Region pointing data
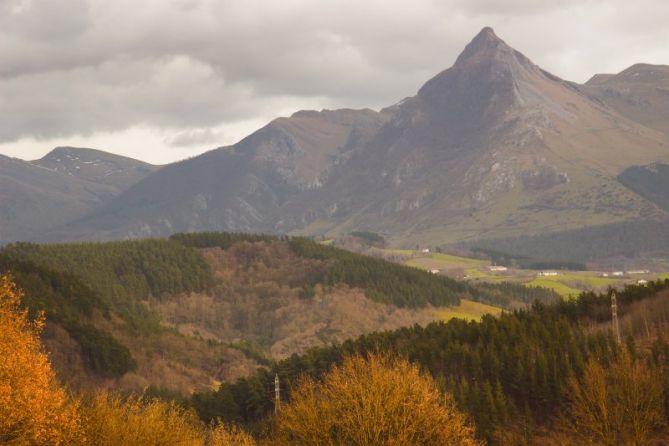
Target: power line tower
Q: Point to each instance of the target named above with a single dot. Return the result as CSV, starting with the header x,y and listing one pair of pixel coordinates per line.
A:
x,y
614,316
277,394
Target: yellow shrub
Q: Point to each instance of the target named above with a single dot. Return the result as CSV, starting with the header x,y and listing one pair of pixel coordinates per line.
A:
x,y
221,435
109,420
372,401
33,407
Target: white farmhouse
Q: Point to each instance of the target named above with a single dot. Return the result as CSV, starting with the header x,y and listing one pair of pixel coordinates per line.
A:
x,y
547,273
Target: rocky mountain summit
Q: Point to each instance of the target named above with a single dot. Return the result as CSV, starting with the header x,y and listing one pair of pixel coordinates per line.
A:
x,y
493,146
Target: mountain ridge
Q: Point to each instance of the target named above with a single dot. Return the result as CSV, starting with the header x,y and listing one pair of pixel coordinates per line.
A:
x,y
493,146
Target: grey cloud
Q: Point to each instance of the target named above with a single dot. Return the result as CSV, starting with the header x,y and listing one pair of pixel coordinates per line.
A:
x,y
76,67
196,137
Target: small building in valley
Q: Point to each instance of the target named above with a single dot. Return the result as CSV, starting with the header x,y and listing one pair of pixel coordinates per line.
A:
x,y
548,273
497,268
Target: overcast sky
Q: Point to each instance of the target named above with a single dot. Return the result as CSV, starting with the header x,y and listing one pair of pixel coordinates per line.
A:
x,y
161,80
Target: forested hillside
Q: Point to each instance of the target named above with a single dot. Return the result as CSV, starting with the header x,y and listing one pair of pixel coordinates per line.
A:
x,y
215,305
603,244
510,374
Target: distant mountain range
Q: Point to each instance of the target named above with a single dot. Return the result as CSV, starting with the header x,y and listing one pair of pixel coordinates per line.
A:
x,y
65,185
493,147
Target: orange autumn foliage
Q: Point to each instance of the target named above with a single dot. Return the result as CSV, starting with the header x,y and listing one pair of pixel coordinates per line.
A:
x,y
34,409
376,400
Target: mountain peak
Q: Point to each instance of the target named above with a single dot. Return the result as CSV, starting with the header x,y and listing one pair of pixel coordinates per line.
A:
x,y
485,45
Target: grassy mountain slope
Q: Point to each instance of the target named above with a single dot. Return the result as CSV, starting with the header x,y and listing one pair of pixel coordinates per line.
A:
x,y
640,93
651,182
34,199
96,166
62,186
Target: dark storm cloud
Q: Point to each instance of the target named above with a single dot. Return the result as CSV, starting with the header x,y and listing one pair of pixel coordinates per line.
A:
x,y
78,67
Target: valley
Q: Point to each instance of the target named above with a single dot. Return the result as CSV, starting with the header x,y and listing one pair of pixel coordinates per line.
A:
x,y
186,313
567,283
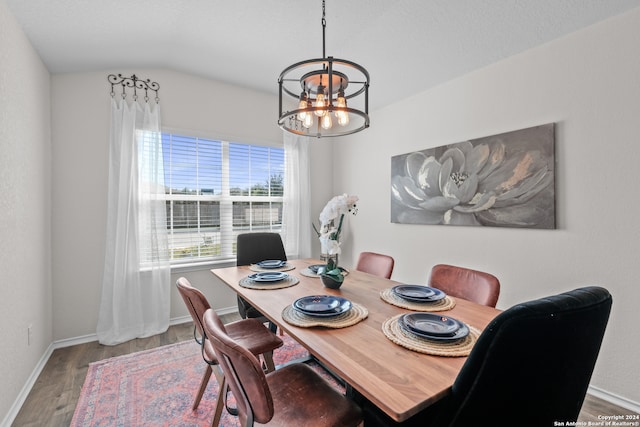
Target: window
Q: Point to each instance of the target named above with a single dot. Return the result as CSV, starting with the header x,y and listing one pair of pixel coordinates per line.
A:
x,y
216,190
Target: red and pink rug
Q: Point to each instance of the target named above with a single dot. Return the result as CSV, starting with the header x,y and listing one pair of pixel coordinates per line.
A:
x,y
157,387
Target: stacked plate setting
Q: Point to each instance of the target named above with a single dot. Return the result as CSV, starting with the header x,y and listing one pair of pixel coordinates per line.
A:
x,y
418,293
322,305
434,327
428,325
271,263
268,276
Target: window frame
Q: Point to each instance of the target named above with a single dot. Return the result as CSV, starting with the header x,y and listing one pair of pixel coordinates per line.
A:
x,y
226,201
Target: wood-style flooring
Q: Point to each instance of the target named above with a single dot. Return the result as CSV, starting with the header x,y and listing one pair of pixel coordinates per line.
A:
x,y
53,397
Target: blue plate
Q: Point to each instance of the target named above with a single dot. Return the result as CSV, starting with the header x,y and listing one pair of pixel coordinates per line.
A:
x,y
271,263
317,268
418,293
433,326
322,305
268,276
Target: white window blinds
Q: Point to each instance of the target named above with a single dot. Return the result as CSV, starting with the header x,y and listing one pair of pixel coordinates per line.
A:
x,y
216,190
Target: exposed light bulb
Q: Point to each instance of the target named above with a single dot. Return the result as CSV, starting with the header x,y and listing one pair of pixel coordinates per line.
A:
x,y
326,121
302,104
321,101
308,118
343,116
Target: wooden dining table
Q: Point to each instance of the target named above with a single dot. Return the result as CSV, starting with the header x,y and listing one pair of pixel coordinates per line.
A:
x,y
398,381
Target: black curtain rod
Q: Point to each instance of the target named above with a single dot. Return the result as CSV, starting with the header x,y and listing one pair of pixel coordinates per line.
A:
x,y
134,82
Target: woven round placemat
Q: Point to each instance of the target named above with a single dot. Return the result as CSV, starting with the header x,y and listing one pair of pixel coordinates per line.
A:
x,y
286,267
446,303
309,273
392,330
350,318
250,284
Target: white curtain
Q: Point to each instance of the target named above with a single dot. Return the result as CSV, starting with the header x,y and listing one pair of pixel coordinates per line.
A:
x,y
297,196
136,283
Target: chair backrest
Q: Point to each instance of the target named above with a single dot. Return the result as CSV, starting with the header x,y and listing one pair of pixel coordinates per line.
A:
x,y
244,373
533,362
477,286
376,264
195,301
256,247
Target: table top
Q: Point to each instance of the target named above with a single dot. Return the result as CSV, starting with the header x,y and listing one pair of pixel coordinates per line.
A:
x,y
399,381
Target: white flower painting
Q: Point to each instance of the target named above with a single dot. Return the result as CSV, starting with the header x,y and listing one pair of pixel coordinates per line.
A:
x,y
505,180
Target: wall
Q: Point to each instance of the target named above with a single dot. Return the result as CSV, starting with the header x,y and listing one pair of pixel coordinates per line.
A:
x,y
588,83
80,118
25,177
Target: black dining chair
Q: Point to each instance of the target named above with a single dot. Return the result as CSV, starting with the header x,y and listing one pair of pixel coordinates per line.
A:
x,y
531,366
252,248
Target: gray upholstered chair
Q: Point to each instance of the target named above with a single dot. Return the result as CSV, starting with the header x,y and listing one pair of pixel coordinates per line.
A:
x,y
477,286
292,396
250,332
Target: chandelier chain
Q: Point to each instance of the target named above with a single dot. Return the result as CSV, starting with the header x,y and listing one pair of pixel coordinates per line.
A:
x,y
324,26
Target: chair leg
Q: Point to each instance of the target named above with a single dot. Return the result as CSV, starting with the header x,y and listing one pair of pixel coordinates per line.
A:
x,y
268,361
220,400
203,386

--

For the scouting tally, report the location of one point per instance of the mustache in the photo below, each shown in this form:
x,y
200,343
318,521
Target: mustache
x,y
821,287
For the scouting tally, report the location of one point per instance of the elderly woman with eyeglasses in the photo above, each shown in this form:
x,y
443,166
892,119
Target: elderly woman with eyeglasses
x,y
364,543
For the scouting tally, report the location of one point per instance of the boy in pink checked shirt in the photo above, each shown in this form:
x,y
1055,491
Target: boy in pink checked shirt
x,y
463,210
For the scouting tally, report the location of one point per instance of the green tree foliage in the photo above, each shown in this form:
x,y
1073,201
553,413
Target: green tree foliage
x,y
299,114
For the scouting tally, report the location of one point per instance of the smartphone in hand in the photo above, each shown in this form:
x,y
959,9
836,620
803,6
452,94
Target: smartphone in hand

Work required
Would you set down only the lines above from the line with "Target: valley" to the line with "Target: window frame", both included, exactly as they stand and without the pictures?

Exercise result
Target: valley
Q: Point to each instance of the target named above with a single dot. Return the result as CSV, starting with the header x,y and listing one pair of pixel coordinates per line.
A:
x,y
186,313
567,283
Target: window
Q: Point to each instance of the target named above with a single dot. Return the result as CSV, starting with the header x,y and listing one pair of pixel coordinates per line.
A:
x,y
216,190
Target: red and pink rug
Q: Point to each instance of the target named above with a single dot. Return the result as CSV, starting with the header x,y and listing one pair of pixel coordinates per line.
A:
x,y
157,387
Target: stacked plate setting
Q: Point to each instance of the target named above with a single dot. Return the result as CSV, starting with the header x,y and listing one pair of pixel coordinates per line.
A:
x,y
418,293
322,305
434,327
428,325
271,263
268,276
Target: window frame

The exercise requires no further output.